***** Exercise data *****
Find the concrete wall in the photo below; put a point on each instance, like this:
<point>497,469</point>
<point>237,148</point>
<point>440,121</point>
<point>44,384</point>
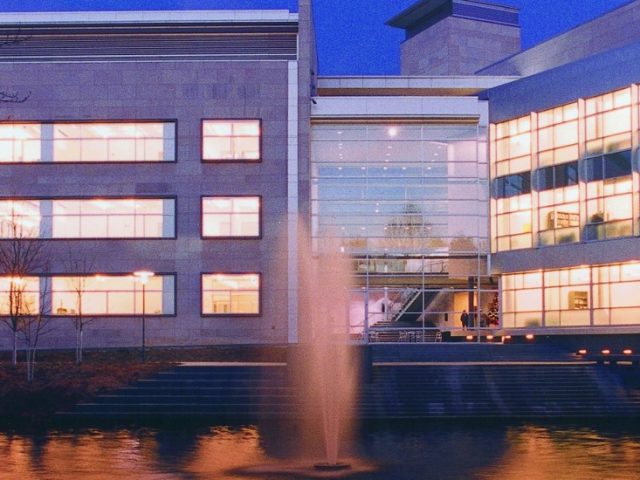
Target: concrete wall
<point>187,92</point>
<point>613,30</point>
<point>457,46</point>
*****
Task to carry out
Rewrite all the records above, switching every "concrete wall" to "stone wall" and keeping everything else the same. Leave the pictures out.

Solution for this task
Find the stone wall in the photo below; put a point on each instance, like this:
<point>497,469</point>
<point>237,148</point>
<point>440,121</point>
<point>44,384</point>
Target: stone wall
<point>187,92</point>
<point>613,30</point>
<point>457,46</point>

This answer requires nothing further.